(Given passage)
-- begin --
Banksys on the High Line.

If there’s one thing we’ve learned from Banksy’s ongoing New York “residency,” it’s that the city is not the safest environment for extremely hyped street art. Banksy’s “Better Out Than In” pieces have been tagged over, washed away, ignored by people visiting Central Park, vaguely threatened by Mayor Bloomberg, and peed on by at least two dogs. We’re sure none of this came as a major surprise to the British artist, who has been doing this stuff for a very long time, but he seemed to want to make some point about the exposed nature of his work on Friday, when he hung two canvases from a section of the High Line near 24th Street and 10th Avenue (see above.) The New York Post reports that Banksy paid $50,000 to have the paintings roped off and protected by a security guard who forbade visitors from bringing alcohol or animals into the exhibit.
-- end --
(Dataset section)
-- begin --
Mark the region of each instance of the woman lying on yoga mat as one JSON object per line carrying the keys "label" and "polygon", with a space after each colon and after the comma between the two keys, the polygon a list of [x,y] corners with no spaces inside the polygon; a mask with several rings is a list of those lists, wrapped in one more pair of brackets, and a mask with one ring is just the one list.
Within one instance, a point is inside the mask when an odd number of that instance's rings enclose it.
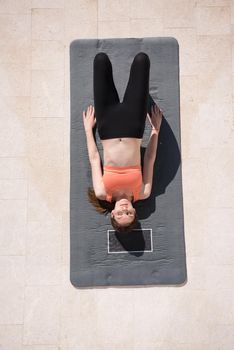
-- end --
(Parts of the exercise)
1: In the Banksy passage, does each statement agree with the text? Answer yes or no for each, and quote the deciding words. (a) Banksy hung two canvases from a section of the High Line on Friday. (b) At least three dogs peed on Banksy's pieces. (c) The security guard forbade visitors from bringing alcohol or animals into the exhibit.
2: Repeat the Banksy passage word for word from "Banksys on the" to "animals into the exhibit.".
3: In the Banksy passage, near which streets did Banksy hang the two canvases?

(Outputs in order)
1:
(a) Yes: "on Friday, when he hung two canvases from a section of the High Line"
(b) No: "peed on by at least two dogs"
(c) Yes: "a security guard who forbade visitors from bringing alcohol or animals into the exhibit"

2:
Banksys on the High Line.

If there’s one thing we’ve learned from Banksy’s ongoing New York “residency,” it’s that the city is not the safest environment for extremely hyped street art. Banksy’s “Better Out Than In” pieces have been tagged over, washed away, ignored by people visiting Central Park, vaguely threatened by Mayor Bloomberg, and peed on by at least two dogs. We’re sure none of this came as a major surprise to the British artist, who has been doing this stuff for a very long time, but he seemed to want to make some point about the exposed nature of his work on Friday, when he hung two canvases from a section of the High Line near 24th Street and 10th Avenue (see above.) The New York Post reports that Banksy paid $50,000 to have the paintings roped off and protected by a security guard who forbade visitors from bringing alcohol or animals into the exhibit.

3: Near 24th Street and 10th Avenue.